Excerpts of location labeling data
— BEGIN —
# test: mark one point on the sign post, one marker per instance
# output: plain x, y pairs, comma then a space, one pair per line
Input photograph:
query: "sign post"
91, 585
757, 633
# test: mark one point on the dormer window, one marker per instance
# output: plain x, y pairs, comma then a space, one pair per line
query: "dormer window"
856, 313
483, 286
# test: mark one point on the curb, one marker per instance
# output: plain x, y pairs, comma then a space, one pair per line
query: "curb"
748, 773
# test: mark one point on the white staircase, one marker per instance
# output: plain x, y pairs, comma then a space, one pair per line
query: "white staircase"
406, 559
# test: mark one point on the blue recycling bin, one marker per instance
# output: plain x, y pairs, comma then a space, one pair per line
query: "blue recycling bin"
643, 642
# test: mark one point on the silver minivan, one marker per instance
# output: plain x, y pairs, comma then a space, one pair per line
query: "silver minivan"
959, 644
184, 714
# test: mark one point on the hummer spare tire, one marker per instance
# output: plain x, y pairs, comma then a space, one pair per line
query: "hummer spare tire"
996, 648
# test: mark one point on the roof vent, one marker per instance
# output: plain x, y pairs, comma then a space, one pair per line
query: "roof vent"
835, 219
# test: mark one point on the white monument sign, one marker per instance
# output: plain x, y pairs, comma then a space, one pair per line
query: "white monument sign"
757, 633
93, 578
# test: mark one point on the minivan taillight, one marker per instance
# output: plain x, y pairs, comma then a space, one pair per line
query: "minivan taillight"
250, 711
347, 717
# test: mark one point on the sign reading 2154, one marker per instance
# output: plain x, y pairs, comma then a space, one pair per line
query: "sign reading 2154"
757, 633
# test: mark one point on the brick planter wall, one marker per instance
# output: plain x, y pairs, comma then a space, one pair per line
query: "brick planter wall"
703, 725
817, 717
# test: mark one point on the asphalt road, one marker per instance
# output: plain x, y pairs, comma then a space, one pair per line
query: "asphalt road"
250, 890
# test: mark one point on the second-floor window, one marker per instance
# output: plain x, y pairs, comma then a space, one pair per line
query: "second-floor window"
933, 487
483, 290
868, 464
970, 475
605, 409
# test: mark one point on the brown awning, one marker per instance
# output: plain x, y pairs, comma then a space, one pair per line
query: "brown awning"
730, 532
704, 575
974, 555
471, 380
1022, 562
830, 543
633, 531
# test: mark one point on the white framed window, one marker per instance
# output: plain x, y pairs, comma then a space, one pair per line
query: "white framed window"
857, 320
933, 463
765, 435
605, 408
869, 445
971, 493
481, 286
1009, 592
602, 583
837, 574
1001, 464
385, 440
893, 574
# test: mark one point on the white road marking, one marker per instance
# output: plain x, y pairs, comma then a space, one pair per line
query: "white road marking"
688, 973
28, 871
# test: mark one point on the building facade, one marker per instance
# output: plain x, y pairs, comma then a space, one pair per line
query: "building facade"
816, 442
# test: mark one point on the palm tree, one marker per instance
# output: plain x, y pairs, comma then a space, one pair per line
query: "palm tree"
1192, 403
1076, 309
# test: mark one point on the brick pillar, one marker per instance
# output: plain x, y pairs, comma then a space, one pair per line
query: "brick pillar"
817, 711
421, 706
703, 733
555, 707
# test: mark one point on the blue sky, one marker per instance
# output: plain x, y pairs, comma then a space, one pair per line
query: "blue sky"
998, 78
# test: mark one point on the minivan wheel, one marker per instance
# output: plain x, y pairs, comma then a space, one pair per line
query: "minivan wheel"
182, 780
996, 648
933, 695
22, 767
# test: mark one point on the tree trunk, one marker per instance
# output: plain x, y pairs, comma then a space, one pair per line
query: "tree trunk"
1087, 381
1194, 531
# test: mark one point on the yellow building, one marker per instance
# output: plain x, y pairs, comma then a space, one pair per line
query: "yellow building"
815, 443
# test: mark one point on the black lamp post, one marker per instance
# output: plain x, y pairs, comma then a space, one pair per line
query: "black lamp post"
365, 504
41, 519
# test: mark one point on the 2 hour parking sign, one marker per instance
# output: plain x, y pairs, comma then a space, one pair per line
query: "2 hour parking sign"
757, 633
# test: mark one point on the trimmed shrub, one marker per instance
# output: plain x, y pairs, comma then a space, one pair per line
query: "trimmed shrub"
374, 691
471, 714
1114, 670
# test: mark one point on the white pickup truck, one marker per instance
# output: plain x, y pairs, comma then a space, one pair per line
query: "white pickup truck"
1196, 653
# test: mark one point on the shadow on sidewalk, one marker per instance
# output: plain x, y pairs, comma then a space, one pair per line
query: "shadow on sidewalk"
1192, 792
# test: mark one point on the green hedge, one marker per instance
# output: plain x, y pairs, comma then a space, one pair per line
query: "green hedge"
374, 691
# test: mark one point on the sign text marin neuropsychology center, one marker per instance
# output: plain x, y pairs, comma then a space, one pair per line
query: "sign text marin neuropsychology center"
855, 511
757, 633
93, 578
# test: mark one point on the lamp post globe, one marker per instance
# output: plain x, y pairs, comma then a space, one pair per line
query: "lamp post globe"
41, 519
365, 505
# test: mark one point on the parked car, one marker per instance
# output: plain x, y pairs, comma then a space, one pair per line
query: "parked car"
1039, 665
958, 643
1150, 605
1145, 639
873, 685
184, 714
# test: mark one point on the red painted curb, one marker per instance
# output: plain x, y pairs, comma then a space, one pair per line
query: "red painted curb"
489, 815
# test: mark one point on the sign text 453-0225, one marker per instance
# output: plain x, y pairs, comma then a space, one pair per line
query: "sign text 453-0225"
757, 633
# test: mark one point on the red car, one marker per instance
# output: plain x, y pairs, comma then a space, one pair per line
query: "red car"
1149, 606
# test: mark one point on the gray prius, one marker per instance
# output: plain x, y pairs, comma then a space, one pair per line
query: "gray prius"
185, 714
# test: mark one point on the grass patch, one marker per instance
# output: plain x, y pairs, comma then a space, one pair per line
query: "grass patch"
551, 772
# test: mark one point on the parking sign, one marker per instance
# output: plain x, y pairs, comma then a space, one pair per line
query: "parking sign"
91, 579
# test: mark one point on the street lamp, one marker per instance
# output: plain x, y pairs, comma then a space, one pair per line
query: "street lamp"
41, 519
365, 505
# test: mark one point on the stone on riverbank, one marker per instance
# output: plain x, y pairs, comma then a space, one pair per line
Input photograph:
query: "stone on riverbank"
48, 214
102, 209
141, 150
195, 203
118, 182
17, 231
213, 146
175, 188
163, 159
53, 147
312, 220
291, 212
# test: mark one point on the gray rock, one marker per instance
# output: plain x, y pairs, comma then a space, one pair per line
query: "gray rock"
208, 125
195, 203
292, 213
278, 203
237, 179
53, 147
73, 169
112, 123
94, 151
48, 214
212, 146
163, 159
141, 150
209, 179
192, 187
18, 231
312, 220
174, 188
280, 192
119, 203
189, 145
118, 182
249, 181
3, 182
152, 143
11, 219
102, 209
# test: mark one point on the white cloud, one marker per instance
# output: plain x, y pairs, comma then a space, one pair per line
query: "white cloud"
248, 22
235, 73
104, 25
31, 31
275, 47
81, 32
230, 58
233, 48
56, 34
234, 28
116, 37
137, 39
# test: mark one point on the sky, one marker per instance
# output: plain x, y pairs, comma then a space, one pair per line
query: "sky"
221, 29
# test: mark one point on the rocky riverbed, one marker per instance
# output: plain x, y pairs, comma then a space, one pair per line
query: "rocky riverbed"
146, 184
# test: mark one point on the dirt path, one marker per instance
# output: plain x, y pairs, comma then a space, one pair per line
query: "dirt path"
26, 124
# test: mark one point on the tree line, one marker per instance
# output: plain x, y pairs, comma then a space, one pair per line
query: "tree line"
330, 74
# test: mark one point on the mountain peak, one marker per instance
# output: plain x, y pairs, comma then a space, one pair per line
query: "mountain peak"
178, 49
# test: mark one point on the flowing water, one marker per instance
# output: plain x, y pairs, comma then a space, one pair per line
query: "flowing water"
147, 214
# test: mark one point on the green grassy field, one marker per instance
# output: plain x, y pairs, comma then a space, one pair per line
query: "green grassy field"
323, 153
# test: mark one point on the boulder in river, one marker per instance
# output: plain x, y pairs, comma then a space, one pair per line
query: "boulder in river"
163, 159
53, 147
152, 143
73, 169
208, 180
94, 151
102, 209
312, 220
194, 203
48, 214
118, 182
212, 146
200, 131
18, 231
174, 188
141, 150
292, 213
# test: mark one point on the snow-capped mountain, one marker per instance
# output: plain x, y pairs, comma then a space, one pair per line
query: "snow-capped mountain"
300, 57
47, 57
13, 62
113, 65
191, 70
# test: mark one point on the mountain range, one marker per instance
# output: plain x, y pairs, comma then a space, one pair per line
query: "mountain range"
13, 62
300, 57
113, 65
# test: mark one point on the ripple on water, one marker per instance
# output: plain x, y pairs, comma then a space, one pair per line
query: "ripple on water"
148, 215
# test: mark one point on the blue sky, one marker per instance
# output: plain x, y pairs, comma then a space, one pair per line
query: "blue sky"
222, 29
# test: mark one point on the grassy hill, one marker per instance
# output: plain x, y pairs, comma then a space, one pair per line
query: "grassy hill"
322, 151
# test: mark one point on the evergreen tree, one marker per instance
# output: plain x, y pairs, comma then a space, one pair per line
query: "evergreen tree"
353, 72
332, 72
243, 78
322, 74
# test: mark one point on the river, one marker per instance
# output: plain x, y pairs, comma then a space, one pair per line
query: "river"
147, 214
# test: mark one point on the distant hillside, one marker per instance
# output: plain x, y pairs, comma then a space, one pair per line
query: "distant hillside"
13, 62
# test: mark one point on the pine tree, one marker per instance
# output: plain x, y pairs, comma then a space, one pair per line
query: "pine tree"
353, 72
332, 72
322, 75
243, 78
— END —
Work instructions
Reproduce, word for word, every line starting at the line that contains "# test: mark one point on the boulder" and ending with the final line of the entries.

Solution
# test: mark one point on the boulder in river, one marker per instance
# output: plain x, y pairs, comma then a space, one pair per line
query: "boulder in river"
163, 159
53, 147
152, 143
73, 169
208, 180
94, 151
102, 209
312, 220
194, 203
48, 214
118, 182
212, 146
200, 131
18, 231
174, 188
141, 150
292, 213
# test: mark one point on the snow-capped mountain, one marker per instance
# output: plain x, y pairs, comma then a space, one pair per line
query: "snow-capped mountain"
300, 57
47, 57
13, 62
113, 65
191, 70
# test: mark one point on the mountain range, one marker per instance
# output: plain x, y pairs, comma then a space, one pair per line
query: "mountain range"
13, 62
300, 57
113, 65
# test: mark one point on the ripple on water, one marker per instance
# output: plain x, y pairs, comma then a space, one pair per line
query: "ripple on water"
148, 215
# test: mark one point on the blue sky, one marker per instance
# output: plain x, y pairs, comma then a space, one pair per line
query: "blue sky"
222, 29
# test: mark one point on the grassy hill, one marker per instance
# output: plain x, y pairs, comma then a space, one pair per line
query: "grassy hill"
322, 151
# test: mark one point on the evergreen tree, one marker per instance
# output: plain x, y pairs, comma then a space, one pair per line
query: "evergreen tree"
353, 72
332, 72
243, 78
322, 74
# test: mark one point on the river, one marker per instance
# output: plain x, y pairs, comma then a space, one pair per line
query: "river"
147, 214
# test: mark one point on the distant hillside, one marker per instance
# output: plain x, y pairs, comma then a space, one pair per line
query: "distant hillside"
13, 62
# test: mark one point on the pine tree, one marker per instance
# output: plain x, y pairs, comma then a space, one pair per line
query: "pine tree"
353, 72
332, 72
322, 75
243, 78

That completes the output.